GOAL:
Show every line in the entries below that contains the string "background", copying each such line in full. Case counts.

DATASET CONTENT:
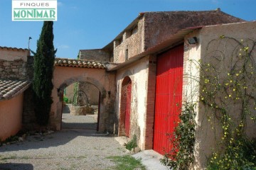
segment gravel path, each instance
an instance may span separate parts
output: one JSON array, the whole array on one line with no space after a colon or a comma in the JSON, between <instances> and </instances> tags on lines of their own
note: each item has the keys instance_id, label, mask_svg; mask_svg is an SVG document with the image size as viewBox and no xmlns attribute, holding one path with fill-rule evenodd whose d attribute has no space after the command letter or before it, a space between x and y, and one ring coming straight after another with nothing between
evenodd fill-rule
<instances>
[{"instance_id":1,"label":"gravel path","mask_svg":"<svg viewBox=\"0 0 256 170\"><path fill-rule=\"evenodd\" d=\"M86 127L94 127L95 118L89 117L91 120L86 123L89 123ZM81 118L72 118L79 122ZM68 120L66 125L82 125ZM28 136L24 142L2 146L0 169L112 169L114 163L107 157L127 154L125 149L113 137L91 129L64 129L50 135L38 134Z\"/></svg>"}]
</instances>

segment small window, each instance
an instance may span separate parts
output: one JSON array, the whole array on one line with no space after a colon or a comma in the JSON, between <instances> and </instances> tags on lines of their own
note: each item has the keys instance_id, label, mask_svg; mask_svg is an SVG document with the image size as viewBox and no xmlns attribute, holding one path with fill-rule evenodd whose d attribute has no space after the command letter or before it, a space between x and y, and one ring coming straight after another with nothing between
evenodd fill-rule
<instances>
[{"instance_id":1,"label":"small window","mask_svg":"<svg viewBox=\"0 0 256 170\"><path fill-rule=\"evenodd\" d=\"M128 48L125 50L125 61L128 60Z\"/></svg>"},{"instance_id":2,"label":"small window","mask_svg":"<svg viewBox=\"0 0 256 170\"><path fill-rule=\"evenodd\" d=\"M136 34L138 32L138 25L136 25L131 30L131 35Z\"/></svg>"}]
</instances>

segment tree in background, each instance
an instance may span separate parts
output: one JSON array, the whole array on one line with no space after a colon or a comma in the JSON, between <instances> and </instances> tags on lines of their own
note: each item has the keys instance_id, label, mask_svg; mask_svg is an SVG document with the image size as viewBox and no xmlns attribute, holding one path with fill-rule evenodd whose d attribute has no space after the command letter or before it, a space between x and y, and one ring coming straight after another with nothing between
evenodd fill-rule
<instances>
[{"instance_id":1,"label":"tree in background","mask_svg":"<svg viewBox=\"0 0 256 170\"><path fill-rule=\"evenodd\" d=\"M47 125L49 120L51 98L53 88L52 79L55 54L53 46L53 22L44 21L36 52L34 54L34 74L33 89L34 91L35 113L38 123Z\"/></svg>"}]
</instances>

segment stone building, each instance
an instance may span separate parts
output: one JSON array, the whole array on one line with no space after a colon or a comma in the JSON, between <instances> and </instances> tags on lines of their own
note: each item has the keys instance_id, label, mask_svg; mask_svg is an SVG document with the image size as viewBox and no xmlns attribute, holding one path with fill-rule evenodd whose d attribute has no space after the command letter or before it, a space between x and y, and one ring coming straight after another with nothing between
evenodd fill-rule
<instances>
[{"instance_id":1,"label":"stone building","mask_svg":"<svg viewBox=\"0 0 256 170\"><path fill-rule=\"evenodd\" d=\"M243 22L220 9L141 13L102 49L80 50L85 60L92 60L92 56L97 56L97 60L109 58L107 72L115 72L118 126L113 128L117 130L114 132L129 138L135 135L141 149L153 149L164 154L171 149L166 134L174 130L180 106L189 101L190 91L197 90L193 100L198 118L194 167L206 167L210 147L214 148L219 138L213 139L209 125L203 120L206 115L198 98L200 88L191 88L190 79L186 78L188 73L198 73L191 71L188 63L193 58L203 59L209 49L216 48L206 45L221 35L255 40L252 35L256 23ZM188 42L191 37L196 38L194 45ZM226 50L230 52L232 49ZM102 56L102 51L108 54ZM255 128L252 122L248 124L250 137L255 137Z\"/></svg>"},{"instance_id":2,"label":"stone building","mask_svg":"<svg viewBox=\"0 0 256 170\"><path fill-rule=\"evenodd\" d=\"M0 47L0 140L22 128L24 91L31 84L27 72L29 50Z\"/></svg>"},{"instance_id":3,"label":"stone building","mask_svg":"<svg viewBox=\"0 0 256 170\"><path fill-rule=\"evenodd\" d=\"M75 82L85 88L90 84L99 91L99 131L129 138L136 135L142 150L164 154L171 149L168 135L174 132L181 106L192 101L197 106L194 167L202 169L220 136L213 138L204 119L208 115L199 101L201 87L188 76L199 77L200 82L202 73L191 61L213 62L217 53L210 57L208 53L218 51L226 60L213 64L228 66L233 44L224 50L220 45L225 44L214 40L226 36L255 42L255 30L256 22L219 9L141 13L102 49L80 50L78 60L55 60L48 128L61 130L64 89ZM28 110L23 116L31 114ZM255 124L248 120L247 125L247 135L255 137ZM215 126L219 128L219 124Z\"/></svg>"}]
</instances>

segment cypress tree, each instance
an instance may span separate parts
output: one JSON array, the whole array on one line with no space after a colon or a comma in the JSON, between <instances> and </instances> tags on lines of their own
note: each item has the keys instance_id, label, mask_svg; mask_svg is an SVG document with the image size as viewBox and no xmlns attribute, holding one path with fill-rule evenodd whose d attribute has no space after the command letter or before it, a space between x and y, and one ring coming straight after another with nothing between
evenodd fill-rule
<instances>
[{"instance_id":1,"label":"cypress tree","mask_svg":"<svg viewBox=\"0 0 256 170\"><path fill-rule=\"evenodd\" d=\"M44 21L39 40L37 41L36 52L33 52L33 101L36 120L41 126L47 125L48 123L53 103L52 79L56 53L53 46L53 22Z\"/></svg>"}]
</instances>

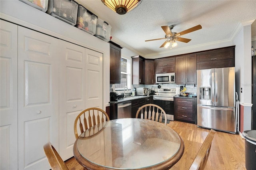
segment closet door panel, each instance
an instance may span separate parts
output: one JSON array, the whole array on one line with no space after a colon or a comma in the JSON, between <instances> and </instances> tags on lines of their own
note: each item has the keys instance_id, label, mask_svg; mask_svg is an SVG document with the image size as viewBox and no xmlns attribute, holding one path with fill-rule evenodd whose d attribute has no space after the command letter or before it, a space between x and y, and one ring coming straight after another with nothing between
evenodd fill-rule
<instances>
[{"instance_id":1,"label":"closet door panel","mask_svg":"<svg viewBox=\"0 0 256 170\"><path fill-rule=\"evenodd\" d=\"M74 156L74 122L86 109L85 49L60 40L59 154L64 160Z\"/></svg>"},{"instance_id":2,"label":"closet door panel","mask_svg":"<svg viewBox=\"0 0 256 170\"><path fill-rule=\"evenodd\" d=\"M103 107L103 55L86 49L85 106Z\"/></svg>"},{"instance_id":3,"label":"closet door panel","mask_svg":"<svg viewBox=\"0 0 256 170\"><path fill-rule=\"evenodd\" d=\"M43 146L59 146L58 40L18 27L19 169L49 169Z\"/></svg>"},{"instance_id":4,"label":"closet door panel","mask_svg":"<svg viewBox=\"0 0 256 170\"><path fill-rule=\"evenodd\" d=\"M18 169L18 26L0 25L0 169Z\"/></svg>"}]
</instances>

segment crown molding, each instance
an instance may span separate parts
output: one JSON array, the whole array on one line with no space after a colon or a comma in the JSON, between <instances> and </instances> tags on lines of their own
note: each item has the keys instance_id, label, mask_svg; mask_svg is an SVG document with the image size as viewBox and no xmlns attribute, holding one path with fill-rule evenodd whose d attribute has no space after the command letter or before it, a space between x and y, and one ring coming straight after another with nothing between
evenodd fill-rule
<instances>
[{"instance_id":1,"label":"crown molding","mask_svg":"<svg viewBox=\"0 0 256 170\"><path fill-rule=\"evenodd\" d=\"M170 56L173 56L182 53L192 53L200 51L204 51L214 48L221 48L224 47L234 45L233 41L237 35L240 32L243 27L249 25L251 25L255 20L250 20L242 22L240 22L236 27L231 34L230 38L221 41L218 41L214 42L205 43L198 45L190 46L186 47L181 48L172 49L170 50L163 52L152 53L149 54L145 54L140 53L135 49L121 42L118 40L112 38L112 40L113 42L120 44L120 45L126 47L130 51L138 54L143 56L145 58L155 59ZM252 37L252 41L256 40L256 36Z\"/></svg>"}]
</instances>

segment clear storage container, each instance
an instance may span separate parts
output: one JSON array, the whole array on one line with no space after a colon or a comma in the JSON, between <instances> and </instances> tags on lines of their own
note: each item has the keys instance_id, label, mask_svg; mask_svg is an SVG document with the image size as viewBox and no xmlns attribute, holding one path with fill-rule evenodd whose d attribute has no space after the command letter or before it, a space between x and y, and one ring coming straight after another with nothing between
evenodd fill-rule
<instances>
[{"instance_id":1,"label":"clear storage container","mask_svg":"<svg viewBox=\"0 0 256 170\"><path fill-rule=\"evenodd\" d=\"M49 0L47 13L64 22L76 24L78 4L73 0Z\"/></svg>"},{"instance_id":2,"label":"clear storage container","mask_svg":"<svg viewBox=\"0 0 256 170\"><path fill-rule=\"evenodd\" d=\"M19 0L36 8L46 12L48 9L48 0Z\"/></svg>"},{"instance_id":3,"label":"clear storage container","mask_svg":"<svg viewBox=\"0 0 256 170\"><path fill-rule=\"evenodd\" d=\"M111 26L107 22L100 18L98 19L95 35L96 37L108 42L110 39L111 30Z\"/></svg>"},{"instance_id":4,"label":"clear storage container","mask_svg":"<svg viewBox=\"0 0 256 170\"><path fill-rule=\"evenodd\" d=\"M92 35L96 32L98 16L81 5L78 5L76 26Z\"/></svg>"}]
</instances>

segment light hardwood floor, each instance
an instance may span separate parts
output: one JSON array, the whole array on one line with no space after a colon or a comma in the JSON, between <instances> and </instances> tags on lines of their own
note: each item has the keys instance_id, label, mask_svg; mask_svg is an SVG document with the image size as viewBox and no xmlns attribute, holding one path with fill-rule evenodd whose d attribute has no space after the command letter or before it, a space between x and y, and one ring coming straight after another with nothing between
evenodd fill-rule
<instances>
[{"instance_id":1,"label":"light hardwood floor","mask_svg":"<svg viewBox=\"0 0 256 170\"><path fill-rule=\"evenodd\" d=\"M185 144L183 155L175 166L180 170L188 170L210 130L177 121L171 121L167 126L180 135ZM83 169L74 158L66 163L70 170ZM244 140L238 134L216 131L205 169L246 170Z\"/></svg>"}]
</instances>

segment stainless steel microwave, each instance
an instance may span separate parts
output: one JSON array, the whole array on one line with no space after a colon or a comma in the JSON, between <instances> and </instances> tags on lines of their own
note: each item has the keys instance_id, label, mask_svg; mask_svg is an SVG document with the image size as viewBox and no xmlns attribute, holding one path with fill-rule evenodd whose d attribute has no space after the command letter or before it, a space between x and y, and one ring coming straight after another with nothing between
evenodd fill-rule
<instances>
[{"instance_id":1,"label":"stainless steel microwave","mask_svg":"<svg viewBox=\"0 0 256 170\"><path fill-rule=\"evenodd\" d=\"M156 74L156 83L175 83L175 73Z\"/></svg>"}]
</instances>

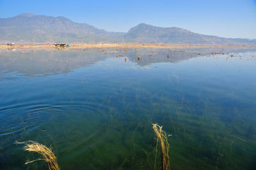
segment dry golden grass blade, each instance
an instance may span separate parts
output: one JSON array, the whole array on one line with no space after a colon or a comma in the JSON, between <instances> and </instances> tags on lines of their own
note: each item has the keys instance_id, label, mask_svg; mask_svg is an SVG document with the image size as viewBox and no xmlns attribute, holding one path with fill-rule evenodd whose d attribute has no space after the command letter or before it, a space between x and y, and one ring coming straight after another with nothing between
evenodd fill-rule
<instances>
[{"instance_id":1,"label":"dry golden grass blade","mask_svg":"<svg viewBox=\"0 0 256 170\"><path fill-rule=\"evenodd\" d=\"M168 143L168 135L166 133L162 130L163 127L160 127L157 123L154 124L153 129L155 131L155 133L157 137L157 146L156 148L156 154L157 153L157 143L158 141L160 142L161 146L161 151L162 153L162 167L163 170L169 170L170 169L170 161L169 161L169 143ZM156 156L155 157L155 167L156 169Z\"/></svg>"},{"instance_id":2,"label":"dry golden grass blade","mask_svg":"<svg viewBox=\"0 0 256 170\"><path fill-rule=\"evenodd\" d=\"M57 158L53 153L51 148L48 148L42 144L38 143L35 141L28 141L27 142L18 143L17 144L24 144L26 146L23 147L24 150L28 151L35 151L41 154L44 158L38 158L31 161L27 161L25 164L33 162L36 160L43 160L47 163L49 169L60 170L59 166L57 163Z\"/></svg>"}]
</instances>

==

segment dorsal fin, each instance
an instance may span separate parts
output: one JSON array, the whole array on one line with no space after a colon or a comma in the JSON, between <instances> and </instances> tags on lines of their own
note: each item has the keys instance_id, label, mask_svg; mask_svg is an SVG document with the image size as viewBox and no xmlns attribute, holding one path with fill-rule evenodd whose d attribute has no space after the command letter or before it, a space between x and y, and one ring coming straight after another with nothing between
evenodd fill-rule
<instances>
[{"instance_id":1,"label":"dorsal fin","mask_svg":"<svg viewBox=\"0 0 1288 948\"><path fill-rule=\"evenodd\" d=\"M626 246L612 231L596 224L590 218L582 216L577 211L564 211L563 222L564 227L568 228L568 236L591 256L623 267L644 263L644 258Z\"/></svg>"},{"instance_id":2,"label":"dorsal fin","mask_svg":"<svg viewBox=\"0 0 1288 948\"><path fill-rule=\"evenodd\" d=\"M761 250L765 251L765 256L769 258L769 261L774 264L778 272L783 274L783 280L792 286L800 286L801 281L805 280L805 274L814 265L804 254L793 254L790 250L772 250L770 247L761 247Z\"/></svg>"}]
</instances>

OUTPUT:
segment tree in background, each instance
[{"instance_id":1,"label":"tree in background","mask_svg":"<svg viewBox=\"0 0 256 170\"><path fill-rule=\"evenodd\" d=\"M47 125L49 120L51 98L53 88L52 79L55 54L53 46L53 22L44 21L36 52L34 54L34 74L33 89L34 91L35 113L38 123Z\"/></svg>"}]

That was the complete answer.